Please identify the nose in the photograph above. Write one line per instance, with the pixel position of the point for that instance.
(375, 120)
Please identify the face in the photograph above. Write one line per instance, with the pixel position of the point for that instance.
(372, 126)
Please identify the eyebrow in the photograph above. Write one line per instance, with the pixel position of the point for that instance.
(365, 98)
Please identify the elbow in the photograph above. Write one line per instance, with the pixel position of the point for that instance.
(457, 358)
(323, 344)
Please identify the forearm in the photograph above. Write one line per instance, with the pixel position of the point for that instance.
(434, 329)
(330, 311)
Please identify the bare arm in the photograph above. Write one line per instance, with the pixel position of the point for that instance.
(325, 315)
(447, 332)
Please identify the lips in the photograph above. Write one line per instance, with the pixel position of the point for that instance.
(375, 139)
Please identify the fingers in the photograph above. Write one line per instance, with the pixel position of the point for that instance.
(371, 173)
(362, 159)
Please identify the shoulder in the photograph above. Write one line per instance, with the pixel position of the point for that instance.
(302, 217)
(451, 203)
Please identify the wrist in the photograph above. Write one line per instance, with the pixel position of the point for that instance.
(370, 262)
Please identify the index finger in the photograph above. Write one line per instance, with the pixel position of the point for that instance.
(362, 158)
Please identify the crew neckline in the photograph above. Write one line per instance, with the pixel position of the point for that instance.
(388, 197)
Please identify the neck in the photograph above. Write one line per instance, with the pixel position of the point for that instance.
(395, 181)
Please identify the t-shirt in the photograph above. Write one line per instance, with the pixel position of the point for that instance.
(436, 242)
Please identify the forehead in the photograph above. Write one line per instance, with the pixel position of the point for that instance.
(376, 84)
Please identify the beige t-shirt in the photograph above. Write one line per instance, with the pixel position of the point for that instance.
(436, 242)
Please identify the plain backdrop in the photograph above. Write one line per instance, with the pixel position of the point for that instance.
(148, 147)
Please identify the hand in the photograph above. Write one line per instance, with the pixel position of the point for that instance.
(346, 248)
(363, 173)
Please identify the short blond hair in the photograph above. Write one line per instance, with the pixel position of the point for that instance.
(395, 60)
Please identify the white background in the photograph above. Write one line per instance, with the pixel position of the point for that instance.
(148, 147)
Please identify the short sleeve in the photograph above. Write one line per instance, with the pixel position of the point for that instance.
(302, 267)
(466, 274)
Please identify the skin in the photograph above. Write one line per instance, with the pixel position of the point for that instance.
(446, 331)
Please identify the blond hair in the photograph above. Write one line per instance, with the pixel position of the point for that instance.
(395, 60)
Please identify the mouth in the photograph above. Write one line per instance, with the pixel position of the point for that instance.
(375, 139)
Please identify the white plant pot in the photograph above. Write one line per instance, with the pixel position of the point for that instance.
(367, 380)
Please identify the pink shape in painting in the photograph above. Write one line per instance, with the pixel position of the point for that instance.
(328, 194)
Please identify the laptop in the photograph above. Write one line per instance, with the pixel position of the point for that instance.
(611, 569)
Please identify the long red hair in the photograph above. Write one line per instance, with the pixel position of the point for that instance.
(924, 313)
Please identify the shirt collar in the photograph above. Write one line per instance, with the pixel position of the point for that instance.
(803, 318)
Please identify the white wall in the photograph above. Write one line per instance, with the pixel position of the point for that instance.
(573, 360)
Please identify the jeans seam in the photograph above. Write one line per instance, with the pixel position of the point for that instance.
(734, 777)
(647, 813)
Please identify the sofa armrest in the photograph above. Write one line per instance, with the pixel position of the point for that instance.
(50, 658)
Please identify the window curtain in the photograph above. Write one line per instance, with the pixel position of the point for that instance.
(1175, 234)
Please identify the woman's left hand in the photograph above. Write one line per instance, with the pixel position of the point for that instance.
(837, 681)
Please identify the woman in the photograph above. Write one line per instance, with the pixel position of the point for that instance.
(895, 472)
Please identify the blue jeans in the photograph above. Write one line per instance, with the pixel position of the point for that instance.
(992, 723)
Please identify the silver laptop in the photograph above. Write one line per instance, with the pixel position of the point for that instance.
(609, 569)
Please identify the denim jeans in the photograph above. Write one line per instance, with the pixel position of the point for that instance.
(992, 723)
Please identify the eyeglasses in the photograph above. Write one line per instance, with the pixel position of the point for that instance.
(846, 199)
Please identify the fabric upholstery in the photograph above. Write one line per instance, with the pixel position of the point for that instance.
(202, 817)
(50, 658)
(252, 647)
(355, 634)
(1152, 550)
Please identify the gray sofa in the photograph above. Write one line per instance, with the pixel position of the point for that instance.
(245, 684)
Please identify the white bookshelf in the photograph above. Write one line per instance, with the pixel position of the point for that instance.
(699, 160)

_SET TASK_
Return the whole listing exactly.

_EXERCISE RESPONSE_
Please identify the nose in the photograph above. Write one line per instance, with the pixel position of the point for that instance.
(375, 120)
Please identify the face in the photograph above. Write one line per instance, with the pixel position of the point for that instance.
(372, 126)
Please identify the eyebrow in the photograph above. Write one line per instance, with the pixel position of the point for that instance.
(365, 98)
Please identify the elbow in the photograph above. Write one line per instance, with the pixel position of the point for that instance.
(457, 358)
(323, 344)
Please identify the forearm in the photograph above. Write one line per instance, with the pixel position of the point for that instance.
(434, 329)
(330, 311)
Please identify the bare arm in the photograph above. Write one line per instance, with the pixel position of the point for that instance.
(325, 315)
(447, 332)
Please identify the lips in the photograph above. Write one line per instance, with the pixel position of the point for that instance.
(375, 139)
Please identify the fingers in the photograph above. Write one line per instance, with the pixel position of the point for that instance.
(371, 173)
(362, 159)
Please identify the shoulder in the photograph above. Write one line per instance, with the pixel position of the point for that instance.
(302, 217)
(451, 203)
Please identify the wrist in the photograph above. Write one line per instance, with the pixel position of the point for that instance.
(370, 262)
Please identify the index finger in the photograph above. Write one line per instance, with the pixel position of the point for that instance.
(362, 158)
Please identify the crew neckline in the photograph above. Write one line per instance, with the pixel position of the point for that instance.
(388, 197)
Please identify the neck in the photograph above. Write one line per instance, with the pixel position of the point for that instance.
(395, 181)
Please identify the t-shirt in the photograph above. Write one line per instance, with the pixel position of the point for that instance.
(436, 242)
Please identify the forehead in the photograph above. Write one line per instance, with the pixel position of the point for that instance.
(376, 84)
Please identify the beige t-shirt in the photograph above. Write one line per instance, with the pixel position of the point for that instance.
(436, 242)
Please identify the plain backdrop in the photograph above. Write one line per instance, with the pixel position of the point for that instance.
(148, 147)
Please identify the hand in the photograph above. Write one line per instance, with the pixel position of the point for that instance.
(346, 248)
(363, 173)
Please identify the short blond hair in the photograph above. Write one line per instance, with the pixel position of the point for that instance.
(395, 60)
Please identify the white background in the photograph above. Write one line per instance, with the pixel position of the point for that instance.
(148, 147)
Please identify the short sleeve in the photograph above. Write one line per instance, with the pixel position of the point for that instance.
(302, 267)
(466, 274)
Please identify the skin in the photograph above. Write one line per instance, with the pixel position of the point for that instance.
(446, 331)
Please identify the blond hair in the photograph above. Write one line per instance, with the pixel position of the point for that instance.
(395, 60)
Please identify the mouth in the photograph above. Write one line per instance, with the pixel position of the point for that instance.
(375, 139)
Please identify the white plant pot in the photograph above. Write one line per instance, with the pixel position of the point for that instance.
(367, 380)
Please identify the pink shape in painting in the photograph above. Write one line per instance, with the pixel position of the point for that instance.
(328, 194)
Please identify the laptop in the photograph above. Write one line per instance, with the pixel position of the point for that instance.
(611, 569)
Please identify the long red hair in the photograph above. Write one line per instance, with the pixel position of the point for that instance.
(924, 313)
Please identify the shirt collar in the photograph above. Write one line per instance, with the pixel position of the point for that instance.
(803, 318)
Please identify the white wall in the photograph above. Write one line per instance, with the pixel position of the point for that instance.
(573, 360)
Please identify the jeans seam in the photograph above. Write one line per instance, with the pixel position of the point for that instance.
(734, 777)
(647, 813)
Please identify the sofa armrest in the photograph above. Write one line per instance, with the pixel position of the point for that instance.
(50, 658)
Please identify the window curtain in the photograph above. Write one line per instance, with the pixel position of the point for that instance.
(1175, 234)
Please identify the woman's left hand in the photograph above. Write one line per instance, with the pixel position of the point for that instance.
(837, 681)
Please identify the woman in the photograph above. Write one line per instance, with the pixel position of the point for that instance.
(895, 472)
Please identify the blue jeans in the photograph above. Write one line per instance, with the pixel position of the point for that instance.
(992, 723)
Please identify the silver laptop in the photograph above. Write one line per instance, with the pixel position of the point for that instance.
(609, 569)
Please identify the denim jeans in the photograph above. Write one line per instance, with the pixel position of the point for that instance.
(992, 723)
Please identify the eyeglasses in the photograph above. Write one line per instance, with the pixel position of the point for that instance.
(846, 199)
Please identify the fabric upholstery in the photograph above. Write one line per instance, with the pixel position of the point for that instance.
(202, 817)
(50, 658)
(252, 647)
(355, 634)
(1152, 550)
Please identify the gray sofa in the photograph above. Write one line per instance, with the pixel position of the point for that instance.
(245, 684)
Please identify the white bookshelf in the photograph above. Write one line per instance, with the pixel position of the point for that instance.
(699, 160)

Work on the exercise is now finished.